### Problems and tasks
1 > Copy the passage on protein purification from "Affinity tagging methods" to "and diagnostic applications.".
2 > Answer these questions about the protein purification passage:
(a) What does the name "Profinity eXact" stand for?
(b) On what scale has the system been used so far?
(c) In traditional tag removal, what leads to long incubation times?
3 > Continue the passage on protein purification from its last sentence.

### Passage shown
....

The system has, as yet, only been used on the laboratory scale, but Bio-Rad has initiated studies to check the technology’s application in biomanufacturing processes as it could dramatically reduce the number of purification steps needed.
The Profinity eXact (exact affinity cleavage technology) system promises to give protein researchers a major productivity boost by incorporating affinity purification and tag removal in a single step.
With the ever-growing demand for information about protein structure and function from proteomics researchers in drug development and biotechnology programmes there is a need for improved purification methods especially for recombinant proteins with unknown biochemical properties.
Traditional chromatographic and electrophoretic protein purification methods can be a laborious job, with significant time and effort required to develop optimal purification methods for each individual protein.
Affinity tagging methods overcome this problem by incorporating an amino acid sequence tag into the protein that will then bind with a substrate and enable the specific protein to be purified from the rest of the cell lysate.
However, the presence of the tag itself can interfere with results from protein-protein interaction experiments, functional protein studies, crystallographic and NMR (nuclear magnetic resonance) structural studies as well as in therapeutic and diagnostic applications.
Traditionally, the removal of the tags can be almost as problematic as the initial purification steps the process was designed to skip out, with inefficient cleavage by the relevant protease leading to long incubation times being needed as well as inaccurate tag cleavage leading to a mixture of products.

....

### Data to examine

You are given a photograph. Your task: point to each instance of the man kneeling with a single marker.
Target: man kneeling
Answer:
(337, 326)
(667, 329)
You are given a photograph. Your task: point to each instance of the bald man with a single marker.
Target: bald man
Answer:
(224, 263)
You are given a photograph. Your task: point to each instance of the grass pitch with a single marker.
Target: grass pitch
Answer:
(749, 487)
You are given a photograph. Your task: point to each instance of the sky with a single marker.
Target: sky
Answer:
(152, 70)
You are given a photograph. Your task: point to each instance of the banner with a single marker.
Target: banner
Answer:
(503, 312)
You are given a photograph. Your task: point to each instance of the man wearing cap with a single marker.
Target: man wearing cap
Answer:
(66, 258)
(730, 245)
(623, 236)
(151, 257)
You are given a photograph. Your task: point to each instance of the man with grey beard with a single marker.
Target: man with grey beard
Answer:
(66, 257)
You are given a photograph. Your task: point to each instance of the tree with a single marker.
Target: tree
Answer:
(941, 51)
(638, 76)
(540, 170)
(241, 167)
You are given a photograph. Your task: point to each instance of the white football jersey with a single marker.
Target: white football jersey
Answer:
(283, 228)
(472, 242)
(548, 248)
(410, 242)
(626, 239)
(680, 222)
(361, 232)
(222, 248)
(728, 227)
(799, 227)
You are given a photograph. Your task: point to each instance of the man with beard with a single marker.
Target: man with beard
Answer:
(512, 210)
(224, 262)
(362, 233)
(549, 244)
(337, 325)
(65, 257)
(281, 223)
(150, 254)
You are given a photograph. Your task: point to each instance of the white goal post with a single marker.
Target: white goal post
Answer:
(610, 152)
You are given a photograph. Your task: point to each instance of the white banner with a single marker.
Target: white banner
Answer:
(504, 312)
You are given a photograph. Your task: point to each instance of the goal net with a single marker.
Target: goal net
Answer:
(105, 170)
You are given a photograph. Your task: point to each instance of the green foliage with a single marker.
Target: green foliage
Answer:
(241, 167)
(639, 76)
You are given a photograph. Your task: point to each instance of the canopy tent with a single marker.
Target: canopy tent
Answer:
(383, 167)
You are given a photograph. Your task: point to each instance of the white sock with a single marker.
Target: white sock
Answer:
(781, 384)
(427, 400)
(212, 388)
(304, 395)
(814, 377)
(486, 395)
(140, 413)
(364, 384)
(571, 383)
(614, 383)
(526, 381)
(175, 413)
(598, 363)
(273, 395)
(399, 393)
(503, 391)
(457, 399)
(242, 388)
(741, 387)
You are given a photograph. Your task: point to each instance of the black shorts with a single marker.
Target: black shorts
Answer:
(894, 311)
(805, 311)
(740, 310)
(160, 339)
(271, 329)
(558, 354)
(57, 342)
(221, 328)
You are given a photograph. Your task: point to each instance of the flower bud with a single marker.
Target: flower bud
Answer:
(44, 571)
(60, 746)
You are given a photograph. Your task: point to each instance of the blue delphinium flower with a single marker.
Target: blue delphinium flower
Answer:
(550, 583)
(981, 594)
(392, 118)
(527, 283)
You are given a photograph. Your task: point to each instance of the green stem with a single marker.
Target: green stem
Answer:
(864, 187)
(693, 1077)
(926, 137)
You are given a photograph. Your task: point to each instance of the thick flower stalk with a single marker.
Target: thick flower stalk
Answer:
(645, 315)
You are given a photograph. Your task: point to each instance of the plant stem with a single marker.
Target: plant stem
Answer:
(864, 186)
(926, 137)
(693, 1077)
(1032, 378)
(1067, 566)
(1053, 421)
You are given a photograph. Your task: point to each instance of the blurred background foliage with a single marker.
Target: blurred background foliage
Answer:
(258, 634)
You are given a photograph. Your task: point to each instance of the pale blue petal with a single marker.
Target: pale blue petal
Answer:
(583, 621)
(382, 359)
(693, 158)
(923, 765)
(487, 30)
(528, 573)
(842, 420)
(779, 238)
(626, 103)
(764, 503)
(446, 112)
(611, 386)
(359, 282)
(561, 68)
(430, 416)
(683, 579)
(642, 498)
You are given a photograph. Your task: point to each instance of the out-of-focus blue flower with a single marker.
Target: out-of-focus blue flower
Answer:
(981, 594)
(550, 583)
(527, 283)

....

### Outputs for the tasks
1 >
Affinity tagging methods overcome this problem by incorporating an amino acid sequence tag into the protein that will then bind with a substrate and enable the specific protein to be purified from the rest of the cell lysate.
However, the presence of the tag itself can interfere with results from protein-protein interaction experiments, functional protein studies, crystallographic and NMR (nuclear magnetic resonance) structural studies as well as in therapeutic and diagnostic applications.

2 >
(a) Exact affinity cleavage technology.
(b) Only on the laboratory scale.
(c) Inefficient cleavage by the relevant protease.

3 >
In answer to this problem, Bio-Rad developed the Profinity eXact fusion-tag system, which uses a mutant Subtilisin protease immobilised to a resin bead that binds the 75 amino acid Profinity eXact tag during purification. and cleaves the tag to release the native protein.
The process starts with E. coli (Escherichia coli) system that incorporates pPAL7 vectors that code for the affinity tag with the encoding sequence for the desired protein by ligation at the multiple cloning site (MCS).
The constructs are transformed into competent E. coli cells, which are cultured and the fusion-tagged protein produced.
After the cells are lysed they can be placed on the column and the tag binds to the Subtilisin with a dissociation constant (KD) of less than 100 pM, ensuring that only tagged proteins bind to the immobilised protease while the rest of the cell lysate is washed off the column.
Once the washing step has been completed, addition of a fluoride-containing buffer solution triggers the modified Subtilisin to cleave the tag directly after the 9 amino acid cleavage recognition sequence ending in ‘FKAL’.
The tag remains tightly bound to the protease while the native protein is released in purities well in excess of 90 per cent.
“Profinity eXact enables researchers to purify tag-free proteins in one hour,” said Tanis Correa, senior product manager of Bio-Rad Lab Chromatography products.
“It’s an excellent option for scientists utilising the simplicity of affinity purification, but whose applications demand unadulterated protein for functional and structural analyses.”
Once the tag free-proteins have been eluted from the column, the tag can be stripped from the protease using a weak phosphoric acid solution, regenerating the resin ready for the next sample.
According to Correa, this approach not only saves researchers from needing to use lots of often expensive protease, but it also removes the need for additional purification steps needed to separate the protein from the cleaved tag and protease.
The firm sells kits that enable the entire workflow, from the E. coli– based expression and antibody detection for checking protein expression on blots, to the affinity spin columns, cartridges and bottled media for larger scale production.